-- Problem --
Retype the lines below exactly, from the first line up to and including the line with "261), (38, 307)]".

§

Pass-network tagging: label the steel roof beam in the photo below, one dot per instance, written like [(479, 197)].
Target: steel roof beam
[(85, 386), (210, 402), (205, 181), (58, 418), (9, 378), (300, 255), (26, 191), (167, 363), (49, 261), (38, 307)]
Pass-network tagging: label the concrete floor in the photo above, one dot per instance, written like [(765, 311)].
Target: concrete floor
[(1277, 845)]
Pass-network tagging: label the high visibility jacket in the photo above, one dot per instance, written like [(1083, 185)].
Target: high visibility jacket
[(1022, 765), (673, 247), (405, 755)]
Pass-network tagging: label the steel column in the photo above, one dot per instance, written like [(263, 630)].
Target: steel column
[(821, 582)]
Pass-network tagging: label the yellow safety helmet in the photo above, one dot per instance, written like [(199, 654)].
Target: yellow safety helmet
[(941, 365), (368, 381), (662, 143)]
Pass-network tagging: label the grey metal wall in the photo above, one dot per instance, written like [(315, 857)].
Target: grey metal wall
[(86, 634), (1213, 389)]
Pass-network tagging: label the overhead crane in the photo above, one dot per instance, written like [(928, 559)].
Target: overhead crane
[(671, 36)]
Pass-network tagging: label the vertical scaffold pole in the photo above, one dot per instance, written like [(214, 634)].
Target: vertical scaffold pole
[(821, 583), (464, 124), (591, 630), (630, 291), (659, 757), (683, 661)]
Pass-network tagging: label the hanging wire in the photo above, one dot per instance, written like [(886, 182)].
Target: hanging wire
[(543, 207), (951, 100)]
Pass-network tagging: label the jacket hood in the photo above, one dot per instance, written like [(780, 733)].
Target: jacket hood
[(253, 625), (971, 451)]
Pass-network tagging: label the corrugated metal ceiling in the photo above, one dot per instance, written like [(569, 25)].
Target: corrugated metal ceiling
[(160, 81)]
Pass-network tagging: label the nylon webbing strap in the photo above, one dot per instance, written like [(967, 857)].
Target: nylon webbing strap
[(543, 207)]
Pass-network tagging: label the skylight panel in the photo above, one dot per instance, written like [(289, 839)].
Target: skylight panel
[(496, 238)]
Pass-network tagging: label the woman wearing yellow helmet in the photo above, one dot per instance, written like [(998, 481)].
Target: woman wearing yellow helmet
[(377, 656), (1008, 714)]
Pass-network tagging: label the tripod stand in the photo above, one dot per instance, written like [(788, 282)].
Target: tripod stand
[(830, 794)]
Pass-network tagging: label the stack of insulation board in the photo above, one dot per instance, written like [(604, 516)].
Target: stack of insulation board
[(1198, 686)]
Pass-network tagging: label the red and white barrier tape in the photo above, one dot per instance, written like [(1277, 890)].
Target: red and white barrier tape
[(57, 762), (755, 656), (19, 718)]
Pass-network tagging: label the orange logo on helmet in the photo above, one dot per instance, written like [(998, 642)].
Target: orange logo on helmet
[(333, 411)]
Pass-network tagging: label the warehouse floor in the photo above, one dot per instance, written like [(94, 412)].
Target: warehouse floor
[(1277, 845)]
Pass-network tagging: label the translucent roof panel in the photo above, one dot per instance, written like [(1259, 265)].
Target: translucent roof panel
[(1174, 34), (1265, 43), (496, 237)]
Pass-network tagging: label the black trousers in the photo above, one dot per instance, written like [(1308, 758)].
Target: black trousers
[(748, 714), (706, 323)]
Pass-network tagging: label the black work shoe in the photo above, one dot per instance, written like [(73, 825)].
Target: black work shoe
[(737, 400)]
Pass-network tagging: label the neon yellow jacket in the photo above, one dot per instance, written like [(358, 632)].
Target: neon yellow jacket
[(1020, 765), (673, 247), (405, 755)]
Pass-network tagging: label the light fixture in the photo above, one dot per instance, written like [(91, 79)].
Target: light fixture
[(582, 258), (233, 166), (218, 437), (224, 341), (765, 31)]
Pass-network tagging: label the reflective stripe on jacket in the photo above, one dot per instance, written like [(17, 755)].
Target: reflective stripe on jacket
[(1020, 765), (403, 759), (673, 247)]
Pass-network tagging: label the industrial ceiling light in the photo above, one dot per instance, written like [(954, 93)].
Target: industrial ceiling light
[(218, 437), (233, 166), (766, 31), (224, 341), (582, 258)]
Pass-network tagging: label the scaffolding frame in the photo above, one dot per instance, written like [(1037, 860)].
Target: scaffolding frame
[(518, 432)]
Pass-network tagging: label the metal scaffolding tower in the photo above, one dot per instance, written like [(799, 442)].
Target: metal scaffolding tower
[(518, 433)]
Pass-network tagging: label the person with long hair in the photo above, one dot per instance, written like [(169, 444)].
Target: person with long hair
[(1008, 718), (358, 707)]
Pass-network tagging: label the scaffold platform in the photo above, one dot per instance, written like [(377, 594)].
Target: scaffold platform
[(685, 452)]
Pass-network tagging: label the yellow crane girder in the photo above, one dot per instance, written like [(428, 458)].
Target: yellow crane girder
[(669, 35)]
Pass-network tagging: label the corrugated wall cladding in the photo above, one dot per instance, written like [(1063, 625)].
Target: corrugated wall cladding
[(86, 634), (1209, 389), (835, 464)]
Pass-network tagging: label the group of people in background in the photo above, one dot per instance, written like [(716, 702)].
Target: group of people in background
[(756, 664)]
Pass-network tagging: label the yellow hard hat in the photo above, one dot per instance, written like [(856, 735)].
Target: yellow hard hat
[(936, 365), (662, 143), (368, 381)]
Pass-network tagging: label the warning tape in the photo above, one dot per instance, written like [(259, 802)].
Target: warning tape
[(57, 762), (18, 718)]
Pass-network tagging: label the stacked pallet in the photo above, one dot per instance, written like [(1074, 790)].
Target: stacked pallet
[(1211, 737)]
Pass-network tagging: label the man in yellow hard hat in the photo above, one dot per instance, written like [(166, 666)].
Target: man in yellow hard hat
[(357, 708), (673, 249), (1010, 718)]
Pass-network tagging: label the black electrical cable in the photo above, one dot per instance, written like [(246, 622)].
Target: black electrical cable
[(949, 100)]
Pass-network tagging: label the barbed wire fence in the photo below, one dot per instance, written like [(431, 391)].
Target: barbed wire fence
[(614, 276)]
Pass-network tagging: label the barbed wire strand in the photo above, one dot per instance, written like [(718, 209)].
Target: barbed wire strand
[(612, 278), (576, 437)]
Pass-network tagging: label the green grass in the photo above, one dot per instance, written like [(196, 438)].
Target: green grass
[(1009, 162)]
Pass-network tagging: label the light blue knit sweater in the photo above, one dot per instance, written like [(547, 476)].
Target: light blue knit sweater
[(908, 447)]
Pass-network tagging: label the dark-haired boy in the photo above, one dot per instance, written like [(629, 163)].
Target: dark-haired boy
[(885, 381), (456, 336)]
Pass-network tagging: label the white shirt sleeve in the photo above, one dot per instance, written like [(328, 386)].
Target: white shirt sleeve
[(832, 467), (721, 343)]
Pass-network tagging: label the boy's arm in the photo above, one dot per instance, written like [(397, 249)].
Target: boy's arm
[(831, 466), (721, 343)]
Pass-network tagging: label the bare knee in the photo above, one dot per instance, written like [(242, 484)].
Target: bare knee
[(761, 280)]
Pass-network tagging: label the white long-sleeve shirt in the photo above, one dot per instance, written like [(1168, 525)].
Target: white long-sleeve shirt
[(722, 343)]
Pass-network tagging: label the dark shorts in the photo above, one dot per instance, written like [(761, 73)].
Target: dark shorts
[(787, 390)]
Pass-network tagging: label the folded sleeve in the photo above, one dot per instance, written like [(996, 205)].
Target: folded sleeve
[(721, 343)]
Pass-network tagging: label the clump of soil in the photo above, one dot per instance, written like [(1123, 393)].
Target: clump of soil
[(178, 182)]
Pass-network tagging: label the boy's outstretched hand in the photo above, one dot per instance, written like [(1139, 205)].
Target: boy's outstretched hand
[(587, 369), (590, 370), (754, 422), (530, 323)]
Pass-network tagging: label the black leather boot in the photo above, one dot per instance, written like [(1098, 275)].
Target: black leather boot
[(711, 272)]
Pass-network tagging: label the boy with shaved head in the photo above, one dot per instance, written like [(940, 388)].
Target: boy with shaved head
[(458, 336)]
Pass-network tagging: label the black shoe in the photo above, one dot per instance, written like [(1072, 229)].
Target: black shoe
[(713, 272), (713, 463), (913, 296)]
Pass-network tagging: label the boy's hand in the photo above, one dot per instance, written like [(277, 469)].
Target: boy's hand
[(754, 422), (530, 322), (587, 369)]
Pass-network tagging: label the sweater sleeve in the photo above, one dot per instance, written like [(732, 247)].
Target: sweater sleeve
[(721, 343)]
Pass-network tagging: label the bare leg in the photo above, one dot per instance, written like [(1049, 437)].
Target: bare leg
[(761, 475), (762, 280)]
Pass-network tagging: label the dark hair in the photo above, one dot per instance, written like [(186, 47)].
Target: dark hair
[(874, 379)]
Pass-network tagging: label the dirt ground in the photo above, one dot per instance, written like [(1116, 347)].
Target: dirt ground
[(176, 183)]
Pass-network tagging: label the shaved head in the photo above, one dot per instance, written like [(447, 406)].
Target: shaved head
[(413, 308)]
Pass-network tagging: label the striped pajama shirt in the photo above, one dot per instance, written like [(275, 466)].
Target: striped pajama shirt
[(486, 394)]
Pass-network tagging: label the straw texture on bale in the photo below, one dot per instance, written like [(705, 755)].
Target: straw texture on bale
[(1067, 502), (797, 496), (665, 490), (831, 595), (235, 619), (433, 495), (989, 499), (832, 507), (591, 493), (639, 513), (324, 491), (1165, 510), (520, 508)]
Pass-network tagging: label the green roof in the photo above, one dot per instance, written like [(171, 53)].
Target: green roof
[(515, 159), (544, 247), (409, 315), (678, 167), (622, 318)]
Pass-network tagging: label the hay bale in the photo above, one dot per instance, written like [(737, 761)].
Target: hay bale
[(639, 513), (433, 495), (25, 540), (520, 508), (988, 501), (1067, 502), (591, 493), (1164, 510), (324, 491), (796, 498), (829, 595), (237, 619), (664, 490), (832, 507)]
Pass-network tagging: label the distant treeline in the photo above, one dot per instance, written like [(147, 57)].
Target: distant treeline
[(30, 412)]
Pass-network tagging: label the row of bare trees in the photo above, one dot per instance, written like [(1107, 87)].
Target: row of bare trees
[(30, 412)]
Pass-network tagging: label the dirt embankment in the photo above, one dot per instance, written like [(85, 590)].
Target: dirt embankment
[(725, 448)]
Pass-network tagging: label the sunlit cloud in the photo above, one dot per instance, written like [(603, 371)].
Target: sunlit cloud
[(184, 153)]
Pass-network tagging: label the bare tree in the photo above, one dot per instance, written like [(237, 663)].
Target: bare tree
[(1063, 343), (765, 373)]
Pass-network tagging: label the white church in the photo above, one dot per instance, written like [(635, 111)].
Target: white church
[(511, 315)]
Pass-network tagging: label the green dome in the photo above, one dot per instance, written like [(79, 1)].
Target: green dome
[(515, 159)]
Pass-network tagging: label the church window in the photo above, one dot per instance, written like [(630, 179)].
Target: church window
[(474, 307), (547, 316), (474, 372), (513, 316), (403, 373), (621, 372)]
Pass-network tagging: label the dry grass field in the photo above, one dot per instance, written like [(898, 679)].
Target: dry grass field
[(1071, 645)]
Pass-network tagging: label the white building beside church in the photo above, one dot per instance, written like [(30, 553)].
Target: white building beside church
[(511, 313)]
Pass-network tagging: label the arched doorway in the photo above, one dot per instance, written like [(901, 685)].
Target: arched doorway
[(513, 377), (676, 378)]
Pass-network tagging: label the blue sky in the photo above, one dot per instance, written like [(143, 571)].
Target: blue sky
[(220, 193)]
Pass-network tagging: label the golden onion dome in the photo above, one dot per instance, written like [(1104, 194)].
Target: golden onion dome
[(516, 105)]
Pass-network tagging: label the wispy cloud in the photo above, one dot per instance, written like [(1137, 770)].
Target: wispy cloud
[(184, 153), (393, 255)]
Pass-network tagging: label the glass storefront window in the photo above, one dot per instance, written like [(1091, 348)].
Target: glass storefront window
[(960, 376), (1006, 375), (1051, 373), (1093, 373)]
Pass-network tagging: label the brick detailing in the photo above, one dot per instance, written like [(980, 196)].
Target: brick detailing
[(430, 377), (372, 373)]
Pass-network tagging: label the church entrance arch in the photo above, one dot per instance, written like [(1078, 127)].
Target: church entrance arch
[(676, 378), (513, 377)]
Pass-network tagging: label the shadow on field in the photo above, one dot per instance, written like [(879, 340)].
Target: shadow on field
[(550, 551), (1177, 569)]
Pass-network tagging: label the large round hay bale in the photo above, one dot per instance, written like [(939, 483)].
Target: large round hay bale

§

-- Worked solution --
Pass-network tagging: label the steel roof beam in the photo below, one dot per instance, written like [(479, 197)].
Target: steel roof beam
[(85, 386), (210, 402), (205, 181), (58, 418), (9, 378), (300, 255), (26, 191), (167, 363), (49, 261), (38, 307)]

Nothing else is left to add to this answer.